● **Your goal**:
Output every line of the records below as a JSON list of strings, with one string per line and blank lines left out.

● **Records shown**:
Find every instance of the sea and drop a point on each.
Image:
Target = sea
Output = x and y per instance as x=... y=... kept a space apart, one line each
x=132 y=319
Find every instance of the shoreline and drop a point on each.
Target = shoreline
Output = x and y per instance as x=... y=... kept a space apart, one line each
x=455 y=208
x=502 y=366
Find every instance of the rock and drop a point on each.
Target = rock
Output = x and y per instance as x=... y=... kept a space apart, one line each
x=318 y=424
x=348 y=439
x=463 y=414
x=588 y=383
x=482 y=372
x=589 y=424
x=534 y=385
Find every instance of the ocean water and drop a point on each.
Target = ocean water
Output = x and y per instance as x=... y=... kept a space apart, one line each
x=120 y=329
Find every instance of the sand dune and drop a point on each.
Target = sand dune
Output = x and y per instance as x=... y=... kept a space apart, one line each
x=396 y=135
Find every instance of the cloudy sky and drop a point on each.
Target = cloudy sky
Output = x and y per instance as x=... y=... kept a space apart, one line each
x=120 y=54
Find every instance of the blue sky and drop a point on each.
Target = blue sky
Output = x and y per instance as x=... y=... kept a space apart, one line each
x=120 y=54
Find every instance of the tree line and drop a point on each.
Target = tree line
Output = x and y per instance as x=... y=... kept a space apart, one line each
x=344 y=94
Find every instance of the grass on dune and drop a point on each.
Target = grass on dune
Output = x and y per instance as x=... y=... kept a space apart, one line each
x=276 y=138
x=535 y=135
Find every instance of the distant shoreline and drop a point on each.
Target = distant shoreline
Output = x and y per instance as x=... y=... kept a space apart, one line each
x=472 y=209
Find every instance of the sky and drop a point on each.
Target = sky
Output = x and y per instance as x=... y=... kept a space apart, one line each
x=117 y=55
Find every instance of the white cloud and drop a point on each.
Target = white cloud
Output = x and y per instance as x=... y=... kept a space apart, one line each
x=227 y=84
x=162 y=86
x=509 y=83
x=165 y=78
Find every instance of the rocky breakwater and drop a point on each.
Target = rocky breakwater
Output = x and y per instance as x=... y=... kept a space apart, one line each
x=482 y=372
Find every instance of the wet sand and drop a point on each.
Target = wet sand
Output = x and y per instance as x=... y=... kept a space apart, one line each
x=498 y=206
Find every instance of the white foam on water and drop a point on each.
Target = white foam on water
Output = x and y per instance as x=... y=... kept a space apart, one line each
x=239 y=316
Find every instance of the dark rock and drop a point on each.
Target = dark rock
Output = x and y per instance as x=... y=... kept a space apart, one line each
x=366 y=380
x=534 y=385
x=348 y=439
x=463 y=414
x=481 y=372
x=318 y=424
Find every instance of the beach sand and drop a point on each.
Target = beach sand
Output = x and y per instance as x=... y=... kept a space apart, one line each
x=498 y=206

● **Exercise response**:
[
  "Find every instance of the sea and drop a point on each.",
  "Image:",
  "Target = sea",
  "Output = x and y per instance as x=... y=... kept a space apart, one line each",
  "x=132 y=319",
  "Find every instance of the shoreline and drop a point on each.",
  "Target = shoreline",
  "Output = x and y per instance as x=... y=... kept a space apart, one line each",
  "x=455 y=208",
  "x=502 y=366",
  "Find every instance of the rock and drop a point on each.",
  "Target = rock",
  "Output = x and y per instance as x=... y=... kept a space apart, one line each",
  "x=318 y=424",
  "x=348 y=439",
  "x=463 y=414",
  "x=588 y=383",
  "x=482 y=372",
  "x=589 y=424",
  "x=534 y=385",
  "Find every instance of the ocean water and drop a point on each.",
  "Target = ocean water",
  "Output = x and y per instance as x=... y=... kept a space apart, one line each",
  "x=120 y=329",
  "Find every instance of the sand dune and drop a point on each.",
  "Target = sand dune",
  "Output = x and y per instance as x=... y=... kept a space apart, one line each",
  "x=396 y=135",
  "Find every instance of the cloudy sky and drop a point on each.",
  "Target = cloudy sky",
  "Output = x and y per instance as x=... y=... kept a space apart, one line each",
  "x=120 y=54",
  "Find every instance of the blue sky and drop a point on each.",
  "Target = blue sky",
  "Output = x and y per instance as x=... y=... kept a space apart, one line each",
  "x=120 y=54",
  "Find every instance of the tree line and drop a point on each.",
  "Target = tree line",
  "Output = x and y per instance as x=... y=... kept a space apart, one line each",
  "x=344 y=94",
  "Find every instance of the grass on dune and drop a point on each.",
  "Target = grass on dune",
  "Output = x and y per instance as x=... y=... kept a space apart, one line each",
  "x=276 y=138",
  "x=535 y=135",
  "Find every instance of the distant shoreline and drop a point on each.",
  "Target = distant shoreline",
  "Output = x and y per instance as x=... y=... kept a space apart, one line each",
  "x=472 y=209",
  "Find every instance of the sky and drop a point on each.",
  "Target = sky",
  "Output = x and y per instance as x=... y=... kept a space apart, one line each",
  "x=117 y=55",
  "Find every instance of the white cloud and drop a point on each.",
  "Target = white cloud",
  "Output = x and y per instance as x=... y=... kept a space apart, one line each",
  "x=227 y=84",
  "x=162 y=86",
  "x=509 y=83",
  "x=165 y=78",
  "Find every instance of the rocky breakwater and drop a point on each.",
  "Target = rocky breakwater",
  "Output = x and y per instance as x=... y=... kept a space apart, one line each",
  "x=482 y=372",
  "Find every instance of the wet sand and drop a point on each.",
  "Target = wet sand",
  "Output = x and y per instance as x=... y=... kept a space apart, one line each",
  "x=498 y=206",
  "Find every instance of the white foam on water and drop a point on each.",
  "Target = white foam on water",
  "Output = x and y per instance as x=... y=... kept a space apart, one line each",
  "x=239 y=316",
  "Find every instance of the dark rock and drop a point on each.",
  "Target = dark rock",
  "Output = x and y per instance as x=... y=... kept a space apart, one line each",
  "x=366 y=380",
  "x=534 y=385",
  "x=348 y=439",
  "x=463 y=414",
  "x=481 y=372",
  "x=318 y=424",
  "Find every instance of the beach sand and drop a point on each.",
  "Target = beach sand",
  "Output = x and y per instance as x=... y=... kept a space apart, one line each",
  "x=498 y=206"
]